**Excerto**
───
Um pouco mais tarde, já recomposto, Saramago estava de volta ao pavilhão português na Feira do Livro de Frankfurt para enfrentar uma multidão de jornalistas, a quem declarou, sorrindo, antes do início de uma conferência de imprensa: "Francamente, preferia ter voltado para Espanha". Os "flashes" dispararam e muitas das pessoas que trabalham no pavilhão português subiram para cima de cadeiras com uma rosa na mão.

Elegantemente vestido de cinzento, o escritor, a quem a agência Reuters chama "o grande veterano das letras portuguesas", dirigiu uma mensagem a todos os falantes de português: "Aceitem como vosso um prémio que tem que ser entregue a uma pessoa que o encara como pertencendo a todos". E acrescentou um gracejo: "Se me permitem, embora o prémio seja de todos, já que estamos nisto, eu fico com o dinheiro."

Este ano, o Nobel da Literatura é no valor de 7,6 milhões de coroas suecas, cerca de 166 mil contos, que serão entregues oficialmente, a 10 de Dezembro em Estocolmo.

"Uma pessoa retira vantagens do facto de ser mais visível e audível... Não tenho nada a acrescentar ao que tenho vindo a dizer há muito tempo, continuarei a dizê-las. Se houver motivos para dizer outras coisas, fá-lo-ei", declarou ainda Saramago.

Uma das primeiras pessoas a cumprimentá-lo foi o seu antigo editor na Alemanha, Michael Naumann, nomeado ministro alemão da Cultura do recém-eleito Governo social-democrata alemão. Naumann declarou aos jornalistas que o prémio "é muito importante para Portugal". "Têm que compreender que um país tão marginalizado pode tornar-se conhecido em todo o mundo na área da literatura, disse aos jornalistas, em Frankfurt.

Vaga de orgulho

As vendas dos livros de saramago, um escritor que alcançou o primeiro êxito literário já depois dos 60 anos, embora tivesse começado a escrever ainda jovem – publicou o primeiro livro “Terra do pecado” em 1947 –, vão disparar a partir de agora em todo o mundo.

Mas esse homem, que nasceu pobre, de uma família de agricultores, abandonou o liceu para tirar um curso de serralheiro mecânico, trabalhou como revisor, foi tradutor e jornalista, está longe de ser um desconhecido fora de Portugal: as suas obras encontram-se traduzidas em mais de 25 línguas e têm sido muito bem acolhidas pela crítica em termos internacionais.
───
**Tarefa a realizar**
Prossiga o excerto acima sobre o Prémio Nobel de Saramago a partir da última frase apresentada.

**Dados extraídos**
───
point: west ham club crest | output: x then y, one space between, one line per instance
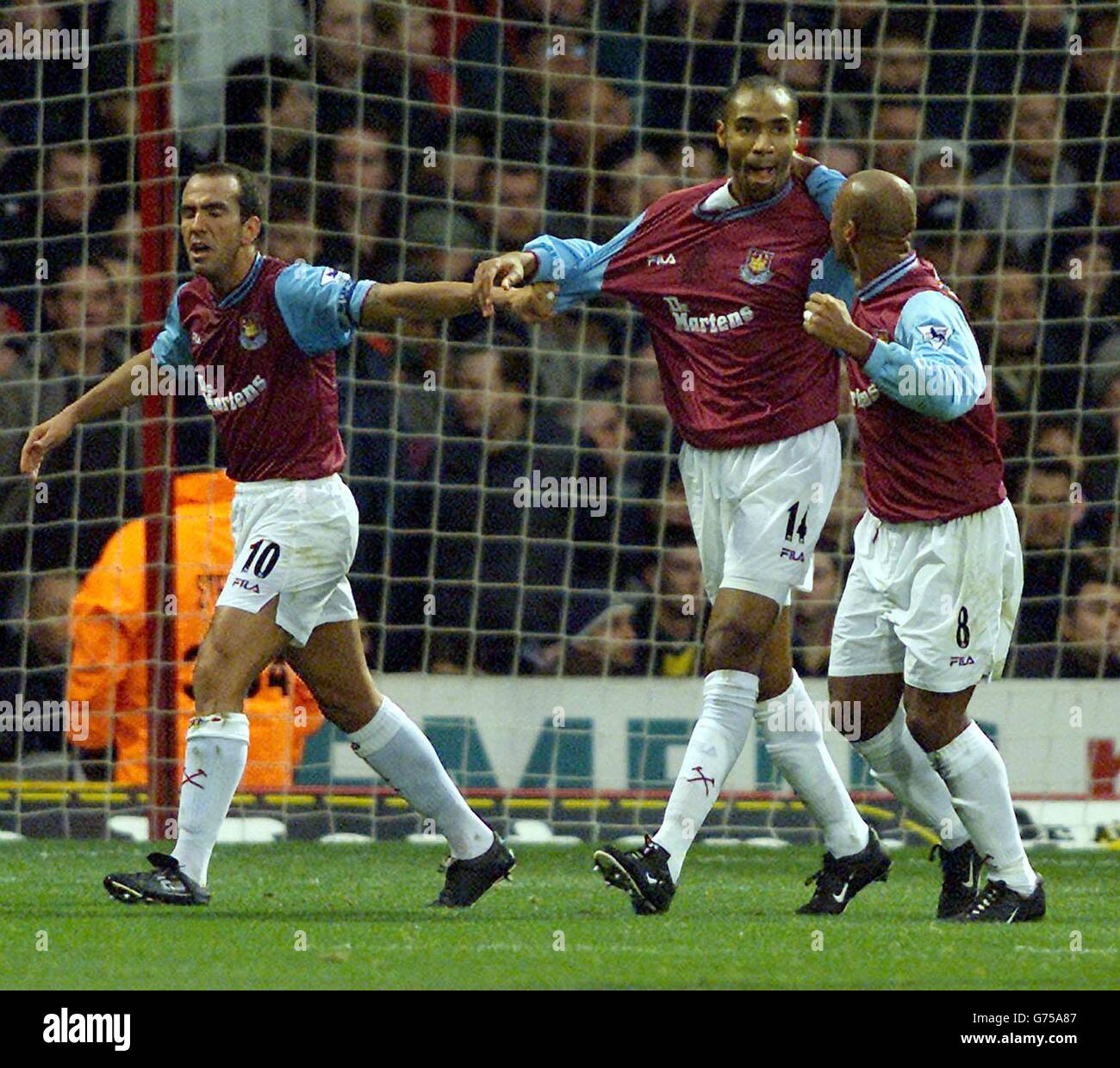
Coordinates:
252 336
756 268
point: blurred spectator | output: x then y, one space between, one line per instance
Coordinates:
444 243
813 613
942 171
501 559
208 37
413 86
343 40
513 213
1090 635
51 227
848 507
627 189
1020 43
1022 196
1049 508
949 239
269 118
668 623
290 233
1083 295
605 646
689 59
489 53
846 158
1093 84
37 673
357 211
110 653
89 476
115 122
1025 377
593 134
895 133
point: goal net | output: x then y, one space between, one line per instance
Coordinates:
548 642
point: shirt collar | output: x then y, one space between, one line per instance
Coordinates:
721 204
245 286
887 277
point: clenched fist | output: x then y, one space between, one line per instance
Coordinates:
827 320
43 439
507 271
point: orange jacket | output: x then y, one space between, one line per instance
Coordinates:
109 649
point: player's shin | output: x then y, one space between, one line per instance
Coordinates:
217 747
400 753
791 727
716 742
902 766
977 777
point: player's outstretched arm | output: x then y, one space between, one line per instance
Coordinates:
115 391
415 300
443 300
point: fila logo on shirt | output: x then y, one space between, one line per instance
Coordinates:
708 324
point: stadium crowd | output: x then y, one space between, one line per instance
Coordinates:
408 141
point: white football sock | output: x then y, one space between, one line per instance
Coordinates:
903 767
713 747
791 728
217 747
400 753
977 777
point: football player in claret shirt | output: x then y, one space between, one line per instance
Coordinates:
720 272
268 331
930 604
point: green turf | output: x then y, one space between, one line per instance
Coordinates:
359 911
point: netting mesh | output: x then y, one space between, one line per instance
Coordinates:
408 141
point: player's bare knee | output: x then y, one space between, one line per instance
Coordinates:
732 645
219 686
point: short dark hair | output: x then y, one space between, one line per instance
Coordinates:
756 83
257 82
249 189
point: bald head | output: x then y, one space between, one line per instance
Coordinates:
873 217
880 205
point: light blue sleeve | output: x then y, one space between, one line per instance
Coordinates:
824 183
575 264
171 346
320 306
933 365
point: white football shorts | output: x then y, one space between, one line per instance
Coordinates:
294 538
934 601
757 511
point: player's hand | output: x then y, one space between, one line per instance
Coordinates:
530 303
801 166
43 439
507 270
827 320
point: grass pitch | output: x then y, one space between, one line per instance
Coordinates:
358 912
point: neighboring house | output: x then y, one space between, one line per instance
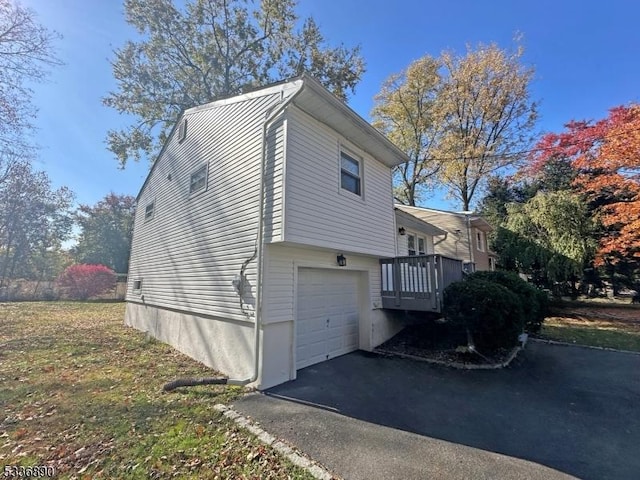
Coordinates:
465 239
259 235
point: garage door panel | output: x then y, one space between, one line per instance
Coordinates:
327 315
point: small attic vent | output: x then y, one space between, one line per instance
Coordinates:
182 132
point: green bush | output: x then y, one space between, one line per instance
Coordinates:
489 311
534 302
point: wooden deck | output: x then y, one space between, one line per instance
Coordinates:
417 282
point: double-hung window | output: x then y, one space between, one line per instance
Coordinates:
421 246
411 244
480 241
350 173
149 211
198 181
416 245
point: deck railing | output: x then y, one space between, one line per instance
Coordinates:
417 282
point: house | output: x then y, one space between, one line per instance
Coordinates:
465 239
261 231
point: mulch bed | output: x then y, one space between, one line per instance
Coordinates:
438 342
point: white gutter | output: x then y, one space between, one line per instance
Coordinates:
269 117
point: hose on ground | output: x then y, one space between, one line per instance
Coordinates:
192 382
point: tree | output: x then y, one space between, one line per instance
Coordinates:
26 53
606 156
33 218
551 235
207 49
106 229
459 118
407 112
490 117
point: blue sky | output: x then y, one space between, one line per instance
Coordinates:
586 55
───
**Resposta escrita**
Em Portugal, Saramago recebeu muitas outras distinções, como o Grande Pré+mio do Romance e Novela da Associação Portuguesa de Escritores (APE), com “O Evangelho Segundo Jesus Cristo”, em 1991, e o Prémio Camões que distinguiu a sua carreira em 1995. “A atribuição do Prémio Nobel da Literatura a José Saramago suscitou uma vaga de orgulho nacional.. Políticos e intelectuais saúdam este reconhecimento internacional no domínio cultural, após os êxitos que foram, este ano, a exposição de Lisboa e aentrada de Portyugal no núcleo duro da moeda única”, sublinha a AFP.

O Presidente da República, Jorge Sampaio, considerou o Nobel “a consagração definitiva do português” na pessoa de um “artesão e de um criador de uma obra universal”, “Todos nós, sejam quais forem as nossas convicções políticas, lhe agradecemos ter-nos dado hoje uma grande satisfação colectiva”.

O Conselho de Ministros também se congratulou com o “reconhecimento internacional de Portugal”.

Militante comunista desde a juventude, o escritor interveio activamente no processo revolucionário que se seguiu ao 25 de Abril e dirigiu o “Diário de Notícias” durante o período marcado pela supremacia do PCP na vida portuguesa. Foi então acusado de ter procedido a uma série de “saneamentos” políticos.

Um dos seus livros, “O Evangelho Segundo Jesus Cristo”, (1991), suscitou várias reacções negativas por parte dos sectores mais conservadores e católicos. A igreja não gostou que Saramago tivesse sido escolhido para o Nobel e “L’Osservatore Romano” manifesta-se contra a decisão da Academia Sueca: Saramago é, ideologicamente, um comunista inveterado”, afirma o diário do Vaticano.

O autor de “Memorial do Convento” é a quarta personalidade de língua portuguesa a ganhar um Nobel. Em 1996, o Bispo de Díli, D. Ximenes Belo, e Ramos Horta, porta-voz do líder da resistência timorense, Xanana Gusmão, foram distinguidos “ex-aequo” com o Nobel da Paz e, em 1949, Egas Moniz recebeu o Nobel da Medicina.